> _What the task requires_: Repeat the entries in full. Each line must match exactly.

> _Saved entries_:
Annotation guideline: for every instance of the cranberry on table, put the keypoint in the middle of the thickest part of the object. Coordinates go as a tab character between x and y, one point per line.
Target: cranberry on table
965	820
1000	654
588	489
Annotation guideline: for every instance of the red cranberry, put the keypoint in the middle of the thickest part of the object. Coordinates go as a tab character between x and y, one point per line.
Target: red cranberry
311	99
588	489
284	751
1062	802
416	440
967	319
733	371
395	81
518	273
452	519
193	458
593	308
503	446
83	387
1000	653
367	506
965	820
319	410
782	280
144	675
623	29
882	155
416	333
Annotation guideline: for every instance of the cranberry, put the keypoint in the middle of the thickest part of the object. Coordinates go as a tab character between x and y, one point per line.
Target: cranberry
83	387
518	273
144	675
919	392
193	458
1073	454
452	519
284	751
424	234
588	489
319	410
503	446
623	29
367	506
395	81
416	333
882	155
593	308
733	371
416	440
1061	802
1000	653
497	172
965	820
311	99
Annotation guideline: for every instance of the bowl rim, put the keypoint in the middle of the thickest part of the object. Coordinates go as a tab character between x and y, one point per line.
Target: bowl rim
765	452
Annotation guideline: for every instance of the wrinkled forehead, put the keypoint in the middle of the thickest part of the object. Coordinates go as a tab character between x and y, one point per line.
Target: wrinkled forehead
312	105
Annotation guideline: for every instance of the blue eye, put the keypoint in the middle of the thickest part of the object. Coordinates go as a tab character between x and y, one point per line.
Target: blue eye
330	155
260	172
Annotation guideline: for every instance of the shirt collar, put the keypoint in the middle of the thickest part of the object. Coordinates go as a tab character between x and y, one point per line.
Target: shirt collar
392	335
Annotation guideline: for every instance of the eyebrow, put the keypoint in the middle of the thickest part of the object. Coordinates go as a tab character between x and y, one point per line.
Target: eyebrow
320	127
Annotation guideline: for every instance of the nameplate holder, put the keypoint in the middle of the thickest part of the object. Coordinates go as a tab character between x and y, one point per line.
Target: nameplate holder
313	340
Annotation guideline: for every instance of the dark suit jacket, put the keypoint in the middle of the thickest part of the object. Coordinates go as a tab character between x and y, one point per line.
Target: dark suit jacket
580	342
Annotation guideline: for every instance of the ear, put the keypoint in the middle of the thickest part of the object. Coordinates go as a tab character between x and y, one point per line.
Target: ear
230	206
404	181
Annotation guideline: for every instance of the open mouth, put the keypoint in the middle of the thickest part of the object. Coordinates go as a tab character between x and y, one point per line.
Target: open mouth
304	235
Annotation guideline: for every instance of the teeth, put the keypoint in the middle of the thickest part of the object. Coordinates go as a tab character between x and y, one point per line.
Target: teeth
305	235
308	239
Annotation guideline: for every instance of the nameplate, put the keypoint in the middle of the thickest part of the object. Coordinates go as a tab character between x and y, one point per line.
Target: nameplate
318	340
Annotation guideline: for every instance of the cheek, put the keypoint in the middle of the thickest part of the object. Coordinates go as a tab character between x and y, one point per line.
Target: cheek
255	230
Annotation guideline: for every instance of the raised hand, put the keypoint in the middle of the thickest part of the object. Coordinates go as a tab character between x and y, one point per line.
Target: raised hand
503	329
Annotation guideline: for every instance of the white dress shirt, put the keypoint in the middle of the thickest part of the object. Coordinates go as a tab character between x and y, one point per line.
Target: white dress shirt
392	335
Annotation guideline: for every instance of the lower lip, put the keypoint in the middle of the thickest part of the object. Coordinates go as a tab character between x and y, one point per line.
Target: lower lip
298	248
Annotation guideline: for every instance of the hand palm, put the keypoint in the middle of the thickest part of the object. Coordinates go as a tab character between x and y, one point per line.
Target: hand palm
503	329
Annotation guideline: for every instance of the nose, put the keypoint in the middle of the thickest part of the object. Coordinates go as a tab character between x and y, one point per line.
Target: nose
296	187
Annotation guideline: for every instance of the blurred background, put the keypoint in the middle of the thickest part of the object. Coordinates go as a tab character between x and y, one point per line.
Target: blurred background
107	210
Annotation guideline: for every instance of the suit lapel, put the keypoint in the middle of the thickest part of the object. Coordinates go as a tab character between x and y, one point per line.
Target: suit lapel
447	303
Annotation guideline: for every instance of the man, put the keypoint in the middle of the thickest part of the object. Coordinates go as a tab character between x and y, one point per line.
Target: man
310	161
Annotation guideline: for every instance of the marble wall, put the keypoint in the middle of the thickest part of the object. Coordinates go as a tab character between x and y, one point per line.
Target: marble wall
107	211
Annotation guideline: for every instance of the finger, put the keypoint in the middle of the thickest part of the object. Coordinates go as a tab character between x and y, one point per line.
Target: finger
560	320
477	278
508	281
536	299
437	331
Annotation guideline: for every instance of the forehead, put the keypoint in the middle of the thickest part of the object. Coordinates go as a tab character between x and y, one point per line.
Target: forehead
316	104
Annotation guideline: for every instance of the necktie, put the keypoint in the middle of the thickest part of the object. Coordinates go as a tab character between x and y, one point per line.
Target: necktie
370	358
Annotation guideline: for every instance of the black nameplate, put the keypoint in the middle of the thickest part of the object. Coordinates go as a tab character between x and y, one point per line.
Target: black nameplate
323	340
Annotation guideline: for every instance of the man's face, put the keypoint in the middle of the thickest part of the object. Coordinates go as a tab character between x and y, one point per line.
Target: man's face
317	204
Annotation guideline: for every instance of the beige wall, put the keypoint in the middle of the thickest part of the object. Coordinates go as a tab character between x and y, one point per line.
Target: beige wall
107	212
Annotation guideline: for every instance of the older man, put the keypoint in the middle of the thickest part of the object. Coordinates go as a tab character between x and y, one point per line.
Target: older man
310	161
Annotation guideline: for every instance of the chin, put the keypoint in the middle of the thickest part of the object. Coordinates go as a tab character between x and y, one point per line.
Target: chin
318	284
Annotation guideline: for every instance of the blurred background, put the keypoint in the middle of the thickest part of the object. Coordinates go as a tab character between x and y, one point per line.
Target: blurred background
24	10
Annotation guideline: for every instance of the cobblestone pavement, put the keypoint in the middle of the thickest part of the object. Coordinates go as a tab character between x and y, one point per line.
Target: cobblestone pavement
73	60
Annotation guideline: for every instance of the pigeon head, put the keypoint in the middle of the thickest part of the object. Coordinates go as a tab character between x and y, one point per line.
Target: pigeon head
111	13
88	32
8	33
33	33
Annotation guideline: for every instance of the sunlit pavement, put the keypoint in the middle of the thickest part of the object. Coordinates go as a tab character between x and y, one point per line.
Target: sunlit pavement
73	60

> _Response to the exercise_:
Annotation guideline: for every instance of the cranberry on table, put the keypoint in the middle of the thickest part of the object. Coordinates go as a tab character between x and y, one point per line.
Target: cranberry on table
965	820
1000	654
588	489
Annotation guideline: for every instance of the red cranberry, put the keypoint in the middle of the thickest part of the object. Coordinates go as a tab character between x and y, one point per line.
Target: red cranberry
311	99
588	489
284	751
1062	802
416	440
967	319
733	371
395	81
518	273
452	519
193	458
593	308
503	446
83	387
1000	653
367	506
965	820
319	410
782	280
144	675
623	29
882	155
416	333
Annotation guideline: for every instance of the cranberry, put the keypoint in the middle of the thickest part of the object. Coordinates go as a tab character between x and y, one point per line.
Target: cranberry
83	387
518	273
144	675
919	392
193	458
1073	454
452	519
284	751
424	234
588	489
319	410
503	446
623	29
367	506
395	81
416	333
882	155
593	308
733	371
416	440
1061	802
1000	653
497	172
965	820
311	99
Annotation guideline: for every instance of the bowl rim, put the keypoint in the middle of the thickest part of the object. Coordinates go as a tab character between x and y, one point per line.
Target: bowl rim
765	452
Annotation guideline: for every instance of the wrinkled forehead, put the keypoint in the middle of the thickest part of the object. Coordinates go as a tab character between x and y, one point per line.
Target: wrinkled forehead
312	105
Annotation guideline: for every instance of the blue eye, put the keypoint in the middle of the thickest part of the object. Coordinates go as a tab character between x and y, one point per line.
Target: blue eye
330	155
260	172
Annotation guideline: for every instance of the shirt collar, put the keypoint in the middle of the thickest part of the object. Coordinates go as a tab character between x and y, one point per line.
Target: shirt collar
392	335
Annotation guideline: for every instance of the eyebrow, put the keypoint in the middle of the thickest part of the object. Coordinates go as a tab character between x and y, one point per line.
Target: eyebrow
320	127
Annotation guideline: for every instance of the nameplate holder, put the keypoint in the middle of the thickest part of the object. Coordinates go as a tab character between x and y, one point per line.
Target: nameplate holder
313	340
Annotation guideline: for every instance of the dark suit jacket, put the keypoint in the middle of the thickest part of the object. Coordinates go as a tab character between x and y, one point per line.
Target: dark suit jacket
580	342
Annotation guideline: for every instance of the ear, put the keypoint in the middle of the thickest part of the object. Coordinates go as a tab character between x and y, one point per line.
Target: ear
230	206
404	181
Annotation guideline: for every instance of the open mouth, put the keypoint in the middle of the thickest part of the object. Coordinates go as a tab character between x and y, one point per line.
Target: open mouth
304	235
Annotation guideline: for every instance of the teeth, put the keypoint in the middle of the thickest part of the object. Coordinates go as a tab character between x and y, one point per line.
Target: teeth
305	235
308	239
Annotation guideline: for every instance of the nameplate, put the keypoint in the middle of the thickest part of the object. Coordinates go as a tab character between x and y, one point per line.
Target: nameplate
318	340
Annotation guideline: for every instance of the cheek, put the keypoint in the middle of the thickest part of the object. Coordinates go as a tab character between x and y, one point per line.
Target: cheek
255	230
Annotation guideline: for every instance of the raised hand, put the keypoint in the middle of the thickest part of the object. Coordinates go as a tab character between x and y, one point per line.
Target: raised hand
503	329
Annotation guideline: for every instance of the white dress shirt, put the keypoint in the middle of the thickest part of the object. Coordinates go as a tab character between x and y, one point per line.
Target: white dress shirt
392	335
Annotation guideline: for every instance of the lower lip, put the keypoint in the middle of the thickest part of the object. Coordinates go as a tab character between x and y, one point per line.
Target: lower lip
298	248
Annotation guideline: for every instance of the hand palm, put the keypoint in the middle of the thickest part of the object. Coordinates go as a tab character between x and y, one point per line.
Target: hand palm
503	329
Annotation guideline: for every instance of the nose, put the keypoint in the middle of the thickest part of the object. Coordinates go as a tab character between x and y, one point per line.
Target: nose
296	187
Annotation guideline: for every instance of the blurred background, put the keypoint in the middle of the thickest part of the object. Coordinates go as a tab character between x and y, one point per line.
Target: blurred background
107	210
Annotation guideline: for every instance of the suit lapel, put the keypoint in the middle of the thickest part of the object. Coordinates go as a tab character between x and y, one point per line.
Target: suit lapel
447	303
Annotation guideline: for every instance of the man, put the keypoint in the middle of the thickest part of the object. Coordinates go as a tab character between x and y, one point per line.
Target: man
310	161
Annotation guideline: for every instance of the marble wall, put the keypoint in the middle of the thickest part of the object. Coordinates go as a tab character between x and y, one point per line.
Target: marble wall
107	211
Annotation guideline: for every instance of the finger, put the keypoint in the middle of the thickest part of the object. Coordinates go as a tab character between x and y, one point per line.
Target: finger
560	320
477	278
508	281
536	299
437	331
Annotation guideline: for every instance of the forehead, put the keypoint in the middle of the thickest part of the object. Coordinates go as a tab character between x and y, one point per line.
Target: forehead
316	104
Annotation guideline: for every instance of the necktie, put the keypoint in the middle of the thickest part of the object. Coordinates go as a tab character between x and y, one point per line.
Target: necktie
370	358
Annotation guideline: for every instance of the black nameplate, put the keypoint in the middle of the thickest part of the object. Coordinates go as a tab character between x and y, one point per line.
Target: black nameplate
323	340
Annotation guideline: for every instance of the man's face, put the keypoint in the middle of the thickest part of the object. Coordinates go as a tab character between x and y, one point per line.
Target: man's face
317	204
Annotation guideline: for every instance of the beige wall, put the keypoint in the middle of the thickest part of the object. Coordinates go as a tab character between x and y, one point per line.
Target: beige wall
107	212
Annotation guideline: for every instance of the older man, put the keypoint in the middle of the thickest part of the object. Coordinates go as a tab character between x and y, one point per line.
Target: older man
310	161
Annotation guideline: for every instance of the chin, put the keypoint in the middle of the thickest part of the object. Coordinates go as a tab character between x and y, one point per line.
Target: chin
318	284
Annotation guideline: for every instance of the blurred background, put the keypoint in the middle of the thickest part of the object. Coordinates go as a tab character between x and y, one point per line.
Target: blurred background
24	10
Annotation guideline: for every instance of the cobblestone pavement, put the keypoint in the middle of the thickest part of the object. Coordinates go as a tab character between x and y, one point per line.
Target: cobblestone pavement
73	60
Annotation guideline: for every instance of the pigeon head, put the keypoint in the middle of the thickest part of the object. Coordinates go as a tab character between x and y, one point per line.
Target: pigeon head
111	13
88	32
8	33
33	33
Annotation guideline: for every instance of the sunlit pavement, put the keypoint in the middle of the thickest part of the object. Coordinates go as a tab character between x and y, one point per line.
Target: sunlit pavement
73	60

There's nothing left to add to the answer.